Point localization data
**********

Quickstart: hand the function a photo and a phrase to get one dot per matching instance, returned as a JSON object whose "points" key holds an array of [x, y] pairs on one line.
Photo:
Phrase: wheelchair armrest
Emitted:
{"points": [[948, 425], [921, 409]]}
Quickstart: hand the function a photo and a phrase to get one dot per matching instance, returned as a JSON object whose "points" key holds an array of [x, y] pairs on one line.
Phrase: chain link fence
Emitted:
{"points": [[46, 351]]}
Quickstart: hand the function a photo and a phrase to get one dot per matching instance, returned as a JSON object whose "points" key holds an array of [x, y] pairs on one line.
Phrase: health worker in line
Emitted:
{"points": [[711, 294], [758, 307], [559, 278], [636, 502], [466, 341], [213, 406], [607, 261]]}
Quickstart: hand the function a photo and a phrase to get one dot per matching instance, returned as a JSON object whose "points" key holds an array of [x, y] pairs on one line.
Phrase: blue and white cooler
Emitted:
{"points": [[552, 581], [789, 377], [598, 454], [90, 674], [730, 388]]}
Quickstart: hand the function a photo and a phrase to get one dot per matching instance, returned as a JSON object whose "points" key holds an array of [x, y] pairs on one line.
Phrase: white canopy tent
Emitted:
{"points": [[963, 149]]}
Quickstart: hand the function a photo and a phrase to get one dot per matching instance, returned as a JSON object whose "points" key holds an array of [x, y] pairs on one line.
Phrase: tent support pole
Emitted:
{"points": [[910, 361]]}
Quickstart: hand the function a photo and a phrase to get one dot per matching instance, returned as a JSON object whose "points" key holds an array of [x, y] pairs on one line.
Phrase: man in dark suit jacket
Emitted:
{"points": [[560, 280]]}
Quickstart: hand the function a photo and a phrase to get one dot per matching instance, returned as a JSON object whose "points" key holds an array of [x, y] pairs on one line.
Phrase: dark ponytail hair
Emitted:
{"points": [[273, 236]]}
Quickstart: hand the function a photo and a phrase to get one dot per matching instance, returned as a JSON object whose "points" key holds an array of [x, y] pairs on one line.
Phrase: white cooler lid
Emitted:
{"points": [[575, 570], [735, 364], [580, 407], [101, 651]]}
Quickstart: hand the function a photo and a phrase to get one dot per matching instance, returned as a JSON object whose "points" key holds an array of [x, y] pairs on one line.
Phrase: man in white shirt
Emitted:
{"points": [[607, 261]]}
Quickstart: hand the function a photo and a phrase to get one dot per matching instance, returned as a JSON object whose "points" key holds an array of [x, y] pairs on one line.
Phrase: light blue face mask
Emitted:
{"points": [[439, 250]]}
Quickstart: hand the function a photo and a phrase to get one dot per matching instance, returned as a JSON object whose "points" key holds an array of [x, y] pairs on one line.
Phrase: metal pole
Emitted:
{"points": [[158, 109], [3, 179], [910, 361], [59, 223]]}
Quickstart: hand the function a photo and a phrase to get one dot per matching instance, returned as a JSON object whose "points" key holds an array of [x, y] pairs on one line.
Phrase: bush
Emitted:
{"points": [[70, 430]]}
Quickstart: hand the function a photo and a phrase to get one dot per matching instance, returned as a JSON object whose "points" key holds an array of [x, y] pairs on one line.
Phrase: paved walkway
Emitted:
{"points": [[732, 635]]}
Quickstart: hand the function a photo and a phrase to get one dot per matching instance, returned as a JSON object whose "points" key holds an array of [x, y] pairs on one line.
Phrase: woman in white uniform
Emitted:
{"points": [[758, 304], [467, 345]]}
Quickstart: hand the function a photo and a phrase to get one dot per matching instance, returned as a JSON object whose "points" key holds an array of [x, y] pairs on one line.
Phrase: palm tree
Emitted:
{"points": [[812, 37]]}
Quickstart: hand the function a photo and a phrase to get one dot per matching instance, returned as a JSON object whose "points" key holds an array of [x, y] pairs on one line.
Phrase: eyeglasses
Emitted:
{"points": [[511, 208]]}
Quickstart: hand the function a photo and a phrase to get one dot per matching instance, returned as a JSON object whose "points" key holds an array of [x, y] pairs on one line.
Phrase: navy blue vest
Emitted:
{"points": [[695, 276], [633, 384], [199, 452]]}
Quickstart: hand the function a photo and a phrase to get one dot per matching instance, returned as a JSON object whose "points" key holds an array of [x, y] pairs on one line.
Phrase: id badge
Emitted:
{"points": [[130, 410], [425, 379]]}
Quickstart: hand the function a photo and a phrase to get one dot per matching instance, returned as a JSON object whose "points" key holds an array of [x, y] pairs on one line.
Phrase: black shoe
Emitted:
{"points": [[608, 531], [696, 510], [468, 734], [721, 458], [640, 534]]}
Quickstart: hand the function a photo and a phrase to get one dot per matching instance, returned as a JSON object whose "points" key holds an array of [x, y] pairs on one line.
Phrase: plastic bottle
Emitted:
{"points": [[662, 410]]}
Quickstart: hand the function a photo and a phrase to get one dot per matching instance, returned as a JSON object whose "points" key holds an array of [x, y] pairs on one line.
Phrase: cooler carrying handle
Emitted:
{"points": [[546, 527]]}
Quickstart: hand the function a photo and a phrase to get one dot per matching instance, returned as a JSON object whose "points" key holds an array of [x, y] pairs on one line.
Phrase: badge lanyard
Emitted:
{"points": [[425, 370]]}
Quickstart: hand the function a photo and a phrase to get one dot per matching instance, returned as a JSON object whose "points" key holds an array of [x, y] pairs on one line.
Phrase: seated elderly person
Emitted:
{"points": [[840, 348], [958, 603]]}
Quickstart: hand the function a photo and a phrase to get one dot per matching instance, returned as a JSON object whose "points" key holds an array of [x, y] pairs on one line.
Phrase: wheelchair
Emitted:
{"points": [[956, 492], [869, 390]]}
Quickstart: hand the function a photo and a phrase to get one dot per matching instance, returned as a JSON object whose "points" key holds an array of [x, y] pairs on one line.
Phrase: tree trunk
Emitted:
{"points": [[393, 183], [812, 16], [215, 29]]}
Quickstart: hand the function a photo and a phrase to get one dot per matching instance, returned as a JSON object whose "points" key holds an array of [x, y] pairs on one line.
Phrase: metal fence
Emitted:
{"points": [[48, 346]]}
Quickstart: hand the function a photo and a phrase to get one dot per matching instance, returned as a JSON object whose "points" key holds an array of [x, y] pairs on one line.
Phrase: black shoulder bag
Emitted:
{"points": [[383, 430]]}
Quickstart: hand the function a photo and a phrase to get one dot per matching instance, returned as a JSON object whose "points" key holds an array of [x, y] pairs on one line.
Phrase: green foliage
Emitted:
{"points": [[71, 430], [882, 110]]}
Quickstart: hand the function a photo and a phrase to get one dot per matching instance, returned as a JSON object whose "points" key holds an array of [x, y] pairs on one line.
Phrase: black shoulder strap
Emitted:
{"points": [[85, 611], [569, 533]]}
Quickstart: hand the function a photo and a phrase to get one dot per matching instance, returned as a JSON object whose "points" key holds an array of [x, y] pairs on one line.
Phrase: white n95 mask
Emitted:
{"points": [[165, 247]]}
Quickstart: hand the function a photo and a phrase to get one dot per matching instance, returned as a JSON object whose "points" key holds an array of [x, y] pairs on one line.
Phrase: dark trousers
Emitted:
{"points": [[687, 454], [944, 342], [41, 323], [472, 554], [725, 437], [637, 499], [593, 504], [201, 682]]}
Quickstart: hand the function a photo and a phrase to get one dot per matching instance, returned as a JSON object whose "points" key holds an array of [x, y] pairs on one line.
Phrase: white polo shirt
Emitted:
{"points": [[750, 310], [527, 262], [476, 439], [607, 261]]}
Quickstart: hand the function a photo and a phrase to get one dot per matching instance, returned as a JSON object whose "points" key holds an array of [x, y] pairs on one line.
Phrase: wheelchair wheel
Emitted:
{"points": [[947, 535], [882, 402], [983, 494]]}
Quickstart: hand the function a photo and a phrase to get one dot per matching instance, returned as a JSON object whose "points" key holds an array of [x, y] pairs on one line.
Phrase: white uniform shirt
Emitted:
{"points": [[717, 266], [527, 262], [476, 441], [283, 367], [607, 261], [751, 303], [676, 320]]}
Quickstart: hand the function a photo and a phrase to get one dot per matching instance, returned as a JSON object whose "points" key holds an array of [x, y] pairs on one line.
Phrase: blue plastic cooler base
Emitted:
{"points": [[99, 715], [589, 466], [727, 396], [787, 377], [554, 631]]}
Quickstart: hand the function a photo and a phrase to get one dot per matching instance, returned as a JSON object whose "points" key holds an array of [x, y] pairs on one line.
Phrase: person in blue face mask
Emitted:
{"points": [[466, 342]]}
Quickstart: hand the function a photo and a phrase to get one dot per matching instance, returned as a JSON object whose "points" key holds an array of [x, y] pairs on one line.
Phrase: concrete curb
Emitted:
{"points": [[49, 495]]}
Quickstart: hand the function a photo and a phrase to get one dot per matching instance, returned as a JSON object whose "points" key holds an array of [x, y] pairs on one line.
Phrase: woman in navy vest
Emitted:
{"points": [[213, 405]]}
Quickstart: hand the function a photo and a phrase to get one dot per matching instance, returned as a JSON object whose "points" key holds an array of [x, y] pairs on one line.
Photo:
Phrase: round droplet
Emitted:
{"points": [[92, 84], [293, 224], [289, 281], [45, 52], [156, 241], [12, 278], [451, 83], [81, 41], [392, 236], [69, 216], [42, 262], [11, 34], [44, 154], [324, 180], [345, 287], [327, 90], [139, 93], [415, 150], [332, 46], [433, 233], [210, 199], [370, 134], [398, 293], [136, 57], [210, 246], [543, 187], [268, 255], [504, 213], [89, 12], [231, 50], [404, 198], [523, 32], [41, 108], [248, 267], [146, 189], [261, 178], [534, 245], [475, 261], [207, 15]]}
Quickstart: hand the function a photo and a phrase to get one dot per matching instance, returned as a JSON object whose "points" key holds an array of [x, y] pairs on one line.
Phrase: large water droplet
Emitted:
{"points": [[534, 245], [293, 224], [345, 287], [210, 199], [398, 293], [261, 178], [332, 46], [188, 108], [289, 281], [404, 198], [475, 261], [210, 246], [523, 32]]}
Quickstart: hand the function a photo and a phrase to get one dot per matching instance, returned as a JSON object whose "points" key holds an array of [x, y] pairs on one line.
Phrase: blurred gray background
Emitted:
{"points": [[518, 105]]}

**********

*Task to complete*. For every line in the data above that holds "tent", return the line itself.

*Exercise response*.
Phrase: white canopy tent
Phrase: tent support pole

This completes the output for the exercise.